## [EXERCISE DESCRIPTION]
In the listing below, locate the line containing "column 400, row 49" and the line containing "column 809, row 891". Output both of them and every line between, exactly as written, and nothing more.

## [RECORDS SHOWN]

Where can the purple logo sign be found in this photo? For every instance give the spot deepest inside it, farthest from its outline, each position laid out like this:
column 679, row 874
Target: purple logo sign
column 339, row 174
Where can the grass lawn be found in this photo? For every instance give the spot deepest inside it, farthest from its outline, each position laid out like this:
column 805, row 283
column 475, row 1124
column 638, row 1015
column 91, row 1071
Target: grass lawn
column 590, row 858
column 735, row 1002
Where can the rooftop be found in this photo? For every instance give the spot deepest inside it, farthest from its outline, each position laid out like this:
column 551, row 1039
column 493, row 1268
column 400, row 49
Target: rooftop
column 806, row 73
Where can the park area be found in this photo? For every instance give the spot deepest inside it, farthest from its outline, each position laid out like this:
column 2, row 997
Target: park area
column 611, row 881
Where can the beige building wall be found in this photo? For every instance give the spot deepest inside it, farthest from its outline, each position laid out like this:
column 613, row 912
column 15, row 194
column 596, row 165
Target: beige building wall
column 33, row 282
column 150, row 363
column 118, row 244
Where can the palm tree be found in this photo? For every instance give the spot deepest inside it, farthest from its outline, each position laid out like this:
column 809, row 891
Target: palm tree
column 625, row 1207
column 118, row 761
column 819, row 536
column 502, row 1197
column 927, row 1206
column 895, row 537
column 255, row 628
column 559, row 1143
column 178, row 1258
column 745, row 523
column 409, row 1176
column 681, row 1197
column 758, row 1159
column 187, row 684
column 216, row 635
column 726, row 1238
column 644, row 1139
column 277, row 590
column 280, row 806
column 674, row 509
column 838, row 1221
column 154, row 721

## [EXERCISE OUTPUT]
column 400, row 49
Target: rooftop
column 806, row 73
Where can the park area be found in this photo? For every instance give the spot deepest inside it, farthest from its outline, each position laid out like this:
column 2, row 997
Target: park area
column 611, row 881
Where can the beige building wall be found in this photo? For every instance give the spot deepest inside it, farthest from its outline, each position laid out like this:
column 613, row 912
column 15, row 194
column 596, row 165
Target: beige building wall
column 33, row 282
column 150, row 363
column 118, row 244
Where can the palm tree be found in this photo? For every instance give the spot deepest inside it, farthest from its outline, each position laid out like this:
column 809, row 891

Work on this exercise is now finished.